Data items
*** Begin section ***

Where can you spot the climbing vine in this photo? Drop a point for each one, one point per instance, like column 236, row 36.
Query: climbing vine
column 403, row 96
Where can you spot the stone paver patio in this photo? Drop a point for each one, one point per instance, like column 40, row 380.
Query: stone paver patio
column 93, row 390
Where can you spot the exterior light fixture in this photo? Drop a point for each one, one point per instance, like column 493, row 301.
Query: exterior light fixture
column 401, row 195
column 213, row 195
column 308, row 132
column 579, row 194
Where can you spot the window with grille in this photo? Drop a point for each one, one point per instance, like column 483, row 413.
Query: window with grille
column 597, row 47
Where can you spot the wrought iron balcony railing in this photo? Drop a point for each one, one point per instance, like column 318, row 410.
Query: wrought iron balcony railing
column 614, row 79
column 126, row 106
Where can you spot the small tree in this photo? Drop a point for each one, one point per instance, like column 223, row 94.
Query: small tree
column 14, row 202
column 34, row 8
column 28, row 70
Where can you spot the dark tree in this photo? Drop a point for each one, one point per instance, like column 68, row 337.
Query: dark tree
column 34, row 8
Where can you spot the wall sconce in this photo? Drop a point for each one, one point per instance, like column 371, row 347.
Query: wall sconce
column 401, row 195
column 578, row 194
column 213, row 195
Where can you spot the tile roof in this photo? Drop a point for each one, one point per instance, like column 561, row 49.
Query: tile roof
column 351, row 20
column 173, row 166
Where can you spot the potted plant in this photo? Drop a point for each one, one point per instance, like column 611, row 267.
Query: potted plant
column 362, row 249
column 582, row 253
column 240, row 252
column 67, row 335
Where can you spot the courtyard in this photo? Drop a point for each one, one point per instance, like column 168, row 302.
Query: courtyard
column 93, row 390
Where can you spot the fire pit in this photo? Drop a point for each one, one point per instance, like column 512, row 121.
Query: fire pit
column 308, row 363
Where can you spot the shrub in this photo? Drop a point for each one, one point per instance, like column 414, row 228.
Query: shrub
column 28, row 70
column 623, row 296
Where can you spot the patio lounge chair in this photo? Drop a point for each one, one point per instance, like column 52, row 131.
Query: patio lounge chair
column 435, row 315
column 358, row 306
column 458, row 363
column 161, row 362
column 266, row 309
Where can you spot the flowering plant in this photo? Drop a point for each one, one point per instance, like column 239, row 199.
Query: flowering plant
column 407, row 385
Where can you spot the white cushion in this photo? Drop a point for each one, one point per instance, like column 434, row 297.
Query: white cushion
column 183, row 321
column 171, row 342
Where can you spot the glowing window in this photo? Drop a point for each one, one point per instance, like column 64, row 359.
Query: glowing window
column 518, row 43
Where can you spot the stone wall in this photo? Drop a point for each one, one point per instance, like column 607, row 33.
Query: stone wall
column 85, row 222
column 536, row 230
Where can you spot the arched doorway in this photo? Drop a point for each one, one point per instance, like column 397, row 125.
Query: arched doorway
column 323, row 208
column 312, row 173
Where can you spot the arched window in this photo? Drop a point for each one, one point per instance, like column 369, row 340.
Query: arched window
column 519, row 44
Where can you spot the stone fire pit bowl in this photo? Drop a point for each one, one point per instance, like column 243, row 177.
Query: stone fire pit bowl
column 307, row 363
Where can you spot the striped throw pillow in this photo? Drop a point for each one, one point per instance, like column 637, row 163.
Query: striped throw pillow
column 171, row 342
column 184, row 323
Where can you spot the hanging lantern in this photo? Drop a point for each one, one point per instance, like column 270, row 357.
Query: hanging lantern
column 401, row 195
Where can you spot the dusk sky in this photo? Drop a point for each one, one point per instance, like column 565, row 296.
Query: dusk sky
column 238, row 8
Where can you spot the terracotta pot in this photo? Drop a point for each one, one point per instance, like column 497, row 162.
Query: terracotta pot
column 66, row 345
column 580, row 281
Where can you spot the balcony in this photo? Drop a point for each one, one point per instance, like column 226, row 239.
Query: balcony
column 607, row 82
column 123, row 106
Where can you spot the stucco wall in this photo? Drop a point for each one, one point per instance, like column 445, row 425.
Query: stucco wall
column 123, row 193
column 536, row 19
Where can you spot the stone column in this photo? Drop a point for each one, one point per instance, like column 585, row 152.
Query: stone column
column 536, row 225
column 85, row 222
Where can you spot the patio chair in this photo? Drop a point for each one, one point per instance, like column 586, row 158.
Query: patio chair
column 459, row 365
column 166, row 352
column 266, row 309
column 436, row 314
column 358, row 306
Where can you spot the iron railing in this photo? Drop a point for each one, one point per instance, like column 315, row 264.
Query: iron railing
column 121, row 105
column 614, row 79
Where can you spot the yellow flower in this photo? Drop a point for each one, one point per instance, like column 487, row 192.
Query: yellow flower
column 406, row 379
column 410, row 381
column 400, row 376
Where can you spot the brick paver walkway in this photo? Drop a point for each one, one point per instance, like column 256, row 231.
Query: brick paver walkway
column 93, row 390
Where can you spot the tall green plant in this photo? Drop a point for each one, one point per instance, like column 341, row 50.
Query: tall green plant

*** End section ***

Using the data above, show each line where "green" occurs.

Where can you spot the tall green plant in this photo? Drop a point for each one, one point per instance, like column 341, row 50.
Query: tall green plant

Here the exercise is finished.